:: Records shown ::

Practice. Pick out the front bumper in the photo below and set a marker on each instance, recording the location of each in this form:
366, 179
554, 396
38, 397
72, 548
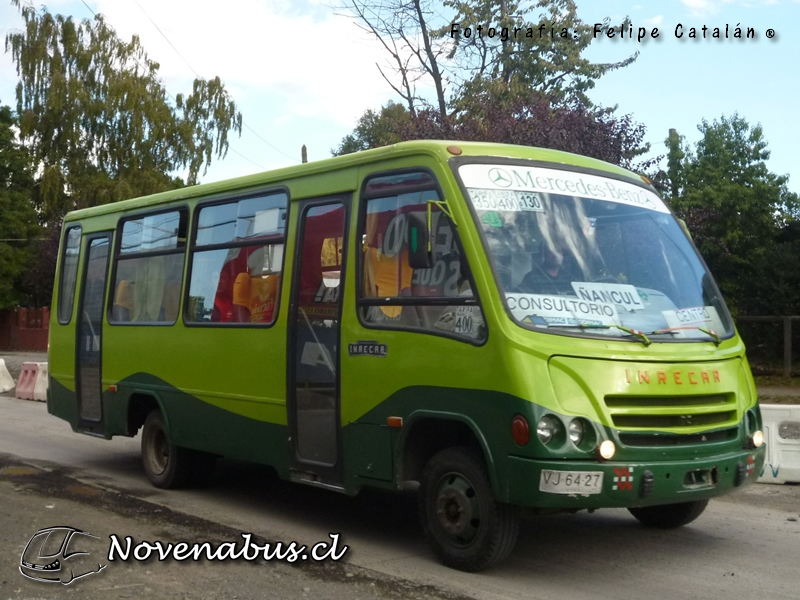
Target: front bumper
627, 484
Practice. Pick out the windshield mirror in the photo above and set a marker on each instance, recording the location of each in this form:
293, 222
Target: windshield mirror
581, 253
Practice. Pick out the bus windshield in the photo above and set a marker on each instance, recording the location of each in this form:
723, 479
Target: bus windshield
584, 254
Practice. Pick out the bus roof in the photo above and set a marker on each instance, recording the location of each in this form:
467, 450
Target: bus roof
438, 148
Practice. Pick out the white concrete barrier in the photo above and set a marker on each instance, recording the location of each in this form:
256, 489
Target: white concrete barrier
782, 434
6, 381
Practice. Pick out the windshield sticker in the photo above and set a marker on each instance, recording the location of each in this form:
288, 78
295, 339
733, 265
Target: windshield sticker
560, 311
686, 319
612, 293
492, 219
505, 200
552, 181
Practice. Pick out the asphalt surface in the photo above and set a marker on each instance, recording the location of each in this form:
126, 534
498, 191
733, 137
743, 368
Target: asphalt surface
743, 546
30, 492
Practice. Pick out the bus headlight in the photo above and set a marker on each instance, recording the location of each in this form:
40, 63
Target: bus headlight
607, 449
576, 431
758, 439
546, 429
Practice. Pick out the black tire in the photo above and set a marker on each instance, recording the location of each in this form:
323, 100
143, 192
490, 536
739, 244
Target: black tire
669, 516
464, 525
166, 465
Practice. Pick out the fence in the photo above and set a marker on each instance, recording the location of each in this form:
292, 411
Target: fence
770, 342
24, 329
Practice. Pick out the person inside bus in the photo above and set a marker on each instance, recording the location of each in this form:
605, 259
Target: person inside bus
255, 291
551, 273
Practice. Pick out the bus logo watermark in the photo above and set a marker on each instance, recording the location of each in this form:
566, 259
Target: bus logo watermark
57, 555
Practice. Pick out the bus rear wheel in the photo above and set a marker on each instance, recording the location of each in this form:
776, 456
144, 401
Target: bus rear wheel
464, 525
669, 516
166, 465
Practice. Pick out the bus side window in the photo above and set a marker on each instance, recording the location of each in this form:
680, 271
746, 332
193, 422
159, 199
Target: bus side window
149, 268
438, 299
237, 260
69, 274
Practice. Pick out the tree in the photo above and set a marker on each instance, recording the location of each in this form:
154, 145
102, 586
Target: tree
734, 207
376, 129
97, 120
529, 120
444, 49
18, 227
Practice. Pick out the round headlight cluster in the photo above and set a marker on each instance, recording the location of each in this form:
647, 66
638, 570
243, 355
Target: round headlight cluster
576, 431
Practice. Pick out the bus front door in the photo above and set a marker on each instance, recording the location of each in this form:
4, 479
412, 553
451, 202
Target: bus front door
314, 341
89, 386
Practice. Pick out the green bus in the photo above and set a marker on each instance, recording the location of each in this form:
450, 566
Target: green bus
512, 329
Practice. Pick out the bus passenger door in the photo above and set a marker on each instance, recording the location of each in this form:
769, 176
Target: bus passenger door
314, 341
88, 354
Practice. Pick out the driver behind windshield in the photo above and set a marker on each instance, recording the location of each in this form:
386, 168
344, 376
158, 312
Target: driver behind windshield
552, 272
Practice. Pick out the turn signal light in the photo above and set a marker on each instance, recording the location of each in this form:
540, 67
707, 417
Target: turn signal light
520, 430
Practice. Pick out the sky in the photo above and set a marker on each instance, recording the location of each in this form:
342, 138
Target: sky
302, 72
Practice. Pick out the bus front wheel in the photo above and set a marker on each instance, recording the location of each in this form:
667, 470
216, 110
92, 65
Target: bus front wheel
165, 464
464, 525
669, 516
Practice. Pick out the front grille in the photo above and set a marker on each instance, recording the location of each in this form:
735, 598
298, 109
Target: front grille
687, 439
678, 413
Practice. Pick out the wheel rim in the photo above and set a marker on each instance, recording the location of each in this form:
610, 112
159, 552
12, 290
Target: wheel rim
158, 454
457, 509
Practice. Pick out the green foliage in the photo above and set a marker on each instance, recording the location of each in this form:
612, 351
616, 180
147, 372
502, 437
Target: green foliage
736, 208
18, 226
529, 88
376, 129
98, 120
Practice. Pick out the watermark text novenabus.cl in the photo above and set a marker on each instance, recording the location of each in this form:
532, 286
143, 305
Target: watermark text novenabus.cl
127, 549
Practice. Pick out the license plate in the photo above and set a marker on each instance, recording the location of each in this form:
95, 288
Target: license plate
571, 482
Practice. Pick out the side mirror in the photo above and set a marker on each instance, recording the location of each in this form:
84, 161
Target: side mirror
419, 255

:::

Exclude every picture and copy the remaining data exactly.

Practice. Pick out the front bumper in the photo below and set a marker on each instance, recording the location of each in this form:
366, 179
554, 396
38, 397
72, 548
Target: front bumper
627, 484
Practice. Pick out the windshield mirror in the photo above and set a marker on each instance, recording the location of each in this form:
293, 222
Target: windshield mirror
581, 253
Practice. Pick out the bus windshield in the photo above and set a marker on each instance, recording the location of each in this form:
723, 479
Target: bus windshield
584, 254
Practice. Pick out the bus roof in the photo above and set a marker on each instance, recording the location of each in this form:
467, 450
Target: bus roof
438, 148
Practice. Pick out the white concrete barrier in the photo above and set a marker on each instance, recording the location of each in this form:
256, 489
Target: white concrete barrier
782, 434
6, 381
Practice. Pick out the windshield sticker in the photo above and set a marker on each instance, recording the location of each in this form:
288, 78
295, 339
733, 265
Target: windshield sticker
560, 311
686, 319
612, 293
492, 219
505, 200
552, 181
Practice. Pick out the asphalt surface in the photo above and set a marker on each instance, recording the location of each in this form:
126, 534
498, 191
733, 137
743, 368
Target: asphalt surface
743, 546
30, 492
Practice. Pick out the bus headlight in the photo above and set a marker on each instance, recording the location of each in this form:
40, 63
Target: bus headlight
607, 449
576, 431
758, 439
546, 429
Practice. Pick out the black tire in the photo above and set a marker on each instance, recording the location of each in this form:
323, 100
143, 192
490, 536
739, 244
Target: black tire
669, 516
464, 525
166, 465
Practice. Pick out the fence in the photo above and set a marker on each instance, recording the location of each in this form:
292, 411
Target: fence
770, 342
24, 329
Practice. Pick out the person inside bus in the photo above and set a marker on each instance, recording the location of each in this form:
605, 259
Target: person inside bus
255, 291
551, 273
Practice. Pick out the bus logo watermark in the photo above and set a marker on each instance, recording the location of each in this form:
566, 259
Target: bus logo watermark
57, 555
Practice. Pick out the bus rear wheel in the photo above and set a marker on each instance, recording the location of each in this form:
776, 456
144, 401
Target: bus rear wheel
464, 525
669, 516
166, 465
Practice. Pick out the bus side window in the photo above and set a marker on each instance, recording the location of each in this form:
680, 271
746, 332
193, 422
159, 199
Target: bus side window
149, 268
438, 299
237, 260
69, 274
Practice. Pick out the tree in the photo above and set a marker on each instance, recording the location of each in this form:
154, 145
102, 586
Target: tree
734, 207
376, 129
97, 120
529, 120
444, 49
18, 227
Practice. Pick out the round headlight cluster in the photo above and set a marker on each instance, recording the location of each in this form:
647, 66
638, 570
243, 355
Target: round headlight cluster
576, 431
Practice. Pick out the bus front door in the photo above and set a marker on each instance, recording the location of each in this form:
4, 479
412, 553
451, 202
Target: bus front door
314, 341
89, 386
Practice. Pick out the green bus in the photo above and set a marker on each instance, recording the location of each in this form:
450, 566
Target: green bus
512, 329
Practice. Pick out the bus passenger door in the photo above and set a marker on each instance, recording the location of each in this form:
769, 176
Target: bus passenger door
314, 341
88, 354
Practice. Pick out the driver behind windshield in the photo above and set a marker on each instance, recording the location of each in this form:
386, 168
344, 376
158, 312
Target: driver behind windshield
552, 272
Practice. Pick out the turn signal light in the photo above and set a marker on each instance, recording the location of each in this form:
540, 67
707, 417
Target: turn signal light
520, 430
Practice. Pick out the sky in the photo above and set a marker on each instance, recording the location of each in this form:
342, 138
Target: sky
302, 72
Practice. Pick out the bus front wheel in the photo above and set a marker on each instance, recording the location of each in this form:
667, 470
216, 110
92, 65
Target: bus front wheel
165, 464
464, 525
669, 516
Practice. Pick out the front grille in the photo above and set a marker on each instance, recording the location of each in this form:
735, 598
298, 109
Target: front grille
687, 439
678, 413
Practice. Pick out the wheel rim in the photo above and set a marker on each instance, recording the location of each in this form:
610, 112
159, 552
12, 290
Target: wheel rim
158, 454
457, 509
Practice. Pick out the green foliage in the photo above and set a marker on each instance, recording the location of each in this form:
612, 351
616, 180
147, 372
502, 437
Target: green foliage
736, 208
18, 226
529, 88
376, 129
98, 120
Practice. Pick out the watermark text novenabus.cl in the photo above and set a marker on each instance, recording the location of each in this form:
532, 286
143, 305
Target: watermark text novenabus.cl
127, 549
Practice. Pick out the license plate in the photo above and set a marker on each instance, recording the location of each in this form:
95, 288
Target: license plate
571, 482
Practice. Pick out the side mirror in the photo above and set a marker on each instance, recording the location of each in this form:
84, 161
Target: side mirror
419, 255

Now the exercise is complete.